** Exercice A **
Répondez à ces questions sur le passage consacré aux fortifications de Shabwa :
(i) Quels villages tribaux recouvrent le site ?
(ii) Quelle superficie cumulée atteint la zone irriguée qui entoure la ville ?
(iii) Combien de portes percent le rempart qui entoure la partie la plus densément occupée ?

** Passage extrait **
=-=-=

Derniers résultats sur les fortifications de Shabwa

Shabwa une ville riche ouverte sur l’extérieur qui protège ses habitants et ses activités.

Décrite par les auteurs classiques comme la tête de pont du commerce de l’encens, Sabota ou Sabbatha, l’actuelle ville de Shabwa, est dotée par ses habitants d’un ensemble complexe de fortifications. Elle est aujourd’hui en totalité abandonnée par ses habitants qui se sont installés à quelques distances. Le site est recouvert par trois petits villages tribaux partiellement en ruine : Mathnâ, Mi’wan et al-Hagar. L’étude du rempart entamée dès 1977, continuée en 1980 et 1981 puis reprise en 1998, 2000 et 2002 n’a cependant porté majoritairement que sur des prospections de surface et des dégagements sommaires. Si deux chantiers ont été ouverts (le secteur occidental- Ch VI et la porte sud- Ch I), il faut cependant regretter l’absence de fouilles extensives pour l’étude de son urbanisme et plus particulièrement celle de ses systèmes défensifs.

 

La situation géographique de Shabwa n’a eu de cesse de surprendre les chercheurs. Eloignée de la vallée éponyme, la capitale du royaume antique de l’Hadhramawt est située de surcroît au débouché d’une vallée où les crues sont rares (Fig. 1). Pourtant il est raisonnable de penser que la richesse de cette cité est due autant à ses ressources agricoles - la ville est entourée de toutes parts par une zone irriguée de près de 2000 hectares en cumulé - qu’à son rôle de plate-forme, à la frange du désert, pour différents échanges commerciaux (Breton 1998 : 99).

 

La ville s’est principalement développée au centre d’un vaste triangle de collines soulevées par un dôme de sel gemme qui partage le cours du wâdî Irma en deux branches, le wâdî Ma’shar à l’ouest et le wâdî ‘Atf à l’est. Elle n’a jamais occupé l’ensemble de la dépression dont l’altitude oscille autour de 700m et où affleurent plusieurs mines de sel (Fig. 2). Les constructions, dont le nombre peut être estimé à près de 200 à l’apogée de la cité, ont, depuis les premiers temps de la ville, été installées contre le versant nord de l’éperon d’al-‘Aqab (Fig. 3). La ville a aussi dépassé la crête des collines de Qârat al- Ghirân et Qârat al-Burayk en venant coloniser son versant oriental avec des quartiers extra-muros dont les bâtiments, construits en terre, sont principalement destinés à des activités artisanales (Ch XIII et Ch XIV). Rapidement l’agglomération chercha à se doter d’un système défensif urbain qui alla en se complexifiant au fil des siècles (Darles 2003 : 215-227). La partie la plus densément occupée est entourée d’un ample rempart percé de cinq portes puis les collines sont couronnées par une nouvelle ligne de fortifications réalisée en deux temps (Breton 1992b : 59-75).

=-=-=

[Données recueillies]
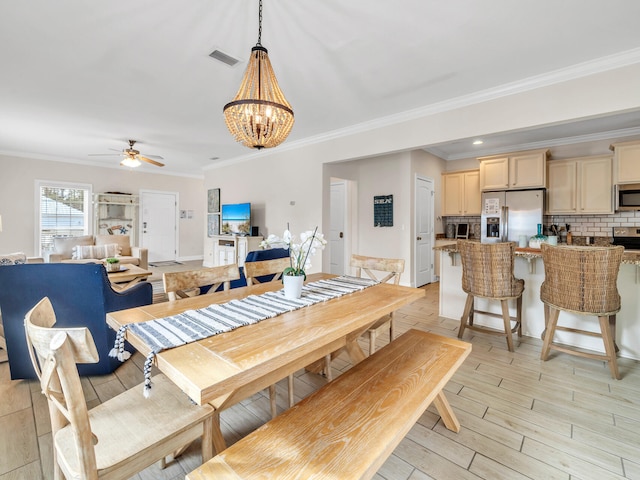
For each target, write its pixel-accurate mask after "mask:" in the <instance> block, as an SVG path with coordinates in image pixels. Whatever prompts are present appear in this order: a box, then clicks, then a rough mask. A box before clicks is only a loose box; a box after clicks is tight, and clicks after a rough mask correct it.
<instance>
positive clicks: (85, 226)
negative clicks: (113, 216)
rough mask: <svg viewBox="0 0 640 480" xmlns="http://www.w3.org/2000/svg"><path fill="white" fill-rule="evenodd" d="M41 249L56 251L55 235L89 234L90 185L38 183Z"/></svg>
mask: <svg viewBox="0 0 640 480" xmlns="http://www.w3.org/2000/svg"><path fill="white" fill-rule="evenodd" d="M36 197H37V205H38V229H37V232H38V233H37V235H38V239H37V242H38V249H39V251H40V254H41V255H42V254H43V252H45V251H47V250H53V237H58V236H62V237H75V236H79V235H88V234H89V233H90V225H89V219H90V218H91V217H90V215H89V214H90V211H89V210H90V208H91V202H90V201H89V200H90V199H91V185H86V184H71V183H60V182H46V181H41V182H36Z"/></svg>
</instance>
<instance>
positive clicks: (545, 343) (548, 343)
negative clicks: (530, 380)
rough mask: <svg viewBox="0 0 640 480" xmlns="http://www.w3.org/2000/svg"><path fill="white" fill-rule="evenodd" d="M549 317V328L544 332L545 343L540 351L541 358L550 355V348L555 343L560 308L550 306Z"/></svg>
mask: <svg viewBox="0 0 640 480" xmlns="http://www.w3.org/2000/svg"><path fill="white" fill-rule="evenodd" d="M548 311H549V319H548V320H547V328H546V331H545V333H544V343H543V344H542V351H541V352H540V360H546V359H547V357H548V356H549V349H550V348H551V344H552V343H553V336H554V335H555V333H556V325H557V324H558V316H559V315H560V310H558V309H556V308H553V307H548Z"/></svg>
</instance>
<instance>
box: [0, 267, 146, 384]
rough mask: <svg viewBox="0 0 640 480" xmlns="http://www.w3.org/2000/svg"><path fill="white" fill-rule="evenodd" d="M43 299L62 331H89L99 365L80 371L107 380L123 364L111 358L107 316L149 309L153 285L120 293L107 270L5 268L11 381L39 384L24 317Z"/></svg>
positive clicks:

=-=-=

** Exercice B **
Pouvez-vous recopier à l'identique les lignes des données, depuis leur début jusqu'à la ligne qui contient « 249L56 251L55 235L89 », celle-ci comprise, sans reprendre les images dans votre réponse ?

** Zone de réponse A **
(i) Mathnâ, Mi'wan et al-Hagar.
(ii) Près de 2000 hectares.
(iii) Cinq.

** Zone de réponse B **
For each target, write its pixel-accurate mask after "mask:" in the <instance> block, as an SVG path with coordinates in image pixels. Whatever prompts are present appear in this order: a box, then clicks, then a rough mask. A box before clicks is only a loose box; a box after clicks is tight, and clicks after a rough mask correct it.
<instance>
positive clicks: (85, 226)
negative clicks: (113, 216)
rough mask: <svg viewBox="0 0 640 480" xmlns="http://www.w3.org/2000/svg"><path fill="white" fill-rule="evenodd" d="M41 249L56 251L55 235L89 234L90 185L38 183Z"/></svg>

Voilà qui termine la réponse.